## [Work item]
Look below for the line that contains "Need: a point on every instance of the dark", then copy it and each following line exactly, through and including the line that contains "[(1, 2), (145, 142)]".

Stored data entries
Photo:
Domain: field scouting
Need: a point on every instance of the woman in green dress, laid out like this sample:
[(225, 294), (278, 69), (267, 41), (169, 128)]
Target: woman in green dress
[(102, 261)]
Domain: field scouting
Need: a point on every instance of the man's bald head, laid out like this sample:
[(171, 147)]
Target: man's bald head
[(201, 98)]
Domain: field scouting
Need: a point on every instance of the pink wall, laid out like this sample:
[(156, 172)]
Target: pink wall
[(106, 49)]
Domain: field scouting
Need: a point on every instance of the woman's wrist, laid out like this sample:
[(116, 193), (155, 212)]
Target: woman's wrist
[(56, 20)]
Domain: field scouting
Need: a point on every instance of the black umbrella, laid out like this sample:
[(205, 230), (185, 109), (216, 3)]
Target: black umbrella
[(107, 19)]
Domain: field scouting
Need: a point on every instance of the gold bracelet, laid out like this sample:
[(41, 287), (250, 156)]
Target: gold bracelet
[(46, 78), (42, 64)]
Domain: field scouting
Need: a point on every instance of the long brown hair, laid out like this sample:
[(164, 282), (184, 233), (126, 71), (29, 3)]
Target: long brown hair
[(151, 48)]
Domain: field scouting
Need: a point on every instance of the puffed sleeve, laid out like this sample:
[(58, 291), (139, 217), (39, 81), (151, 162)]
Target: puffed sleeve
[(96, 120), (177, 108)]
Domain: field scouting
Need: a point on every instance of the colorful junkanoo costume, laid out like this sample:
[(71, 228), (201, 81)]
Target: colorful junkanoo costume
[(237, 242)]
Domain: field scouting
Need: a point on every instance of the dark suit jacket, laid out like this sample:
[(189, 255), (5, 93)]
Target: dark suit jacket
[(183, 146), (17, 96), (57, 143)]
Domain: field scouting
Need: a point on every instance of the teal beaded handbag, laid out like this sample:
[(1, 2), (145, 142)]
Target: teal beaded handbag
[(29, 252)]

==

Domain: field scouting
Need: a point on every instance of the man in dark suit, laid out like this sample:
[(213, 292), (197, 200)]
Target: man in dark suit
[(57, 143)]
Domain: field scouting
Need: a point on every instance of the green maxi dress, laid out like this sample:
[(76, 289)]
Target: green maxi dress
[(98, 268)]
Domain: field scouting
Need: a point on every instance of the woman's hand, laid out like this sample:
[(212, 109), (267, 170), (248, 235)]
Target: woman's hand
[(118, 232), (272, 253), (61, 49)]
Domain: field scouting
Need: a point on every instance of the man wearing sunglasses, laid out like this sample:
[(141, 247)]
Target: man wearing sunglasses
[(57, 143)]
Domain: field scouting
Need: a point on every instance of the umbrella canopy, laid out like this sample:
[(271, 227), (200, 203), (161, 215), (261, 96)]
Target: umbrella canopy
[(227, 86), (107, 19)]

--

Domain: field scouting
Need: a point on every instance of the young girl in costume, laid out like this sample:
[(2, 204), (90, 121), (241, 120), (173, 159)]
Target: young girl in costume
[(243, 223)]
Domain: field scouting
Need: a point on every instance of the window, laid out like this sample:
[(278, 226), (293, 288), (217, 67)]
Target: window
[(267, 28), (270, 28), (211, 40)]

## [Solution to this exercise]
Need: a point on every instance of the dark suit jacket, laid out like this sample:
[(189, 255), (5, 93)]
Target: dark suit jacket
[(183, 146), (17, 96), (57, 143)]
Domain: field scouting
Need: a point on every instance of the teal beaded handbag, laid out like this sample:
[(1, 2), (145, 142)]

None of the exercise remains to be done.